Seit Jahren im Einsatz.
LG


----------



## Tikume (27. März 2014)

OldboyX schrieb:


> Ich habe den hier: http://www.amazon.de...95903292&sr=1-4



Wsserkocher-Brother!


Diese Wacherkocher haben übrigens auch keine freiliegenden heizelemente.


----------



## Ogil (27. März 2014)

Jo - ich denke damit koennte man eine Liste Must-Have-Features zusammenstellen:


ordentlich Leistung (min 1800W)
verdeckte Heizelemente
Edelstahl oder zumindest die Wanne innen aus Edelstahl
fuer wirkliche Tee-Liebhaber kommt eventuell auch ein WK mit einstellbarer Temperatur in Frage


----------



## Patiekrice (27. März 2014)

Mir haben meine Großeltern einen geschenkt


----------



## Tikume (27. März 2014)

# [DIE DATENSÄTZE]
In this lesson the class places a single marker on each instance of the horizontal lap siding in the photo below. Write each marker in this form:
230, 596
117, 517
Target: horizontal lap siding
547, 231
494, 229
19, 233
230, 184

# [ARBEITSANWEISUNGEN]
1. Ändere im Lesetext den Abschnitt, der mit den Worten "ordentlich Leistung (min" beginnt und nach "Patiekrice (27. März 2014)" endet, indem du "Leistung" durch "Heizleistung" ersetzt, und gib ihn vollständig wieder.
2. Skaliere die Datensätze: Gib alle ihre Zeilen samt Anweisungen erneut aus und multipliziere dabei jede Koordinate in den Antworten mit 2,55, gerundet auf ganze Zahlen, wobei halbe Werte aufgerundet werden. Die Zahlen in den Anweisungen und deren Formatbeispielen bleiben unverändert.

# [LÖSUNGEN JE AUFGABE]
1.
ordentlich Heizleistung (min 1800W)
verdeckte Heizelemente
Edelstahl oder zumindest die Wanne innen aus Edelstahl
fuer wirkliche Tee-Liebhaber kommt eventuell auch ein WK mit einstellbarer Temperatur in Frage


----------



## Patiekrice (27. März 2014)

2.
In this lesson the class places a single marker on each instance of the horizontal lap siding in the photo below. Write each marker in this form:
230, 596
117, 517
Target: horizontal lap siding
1395, 589
1260, 584
48, 594
587, 469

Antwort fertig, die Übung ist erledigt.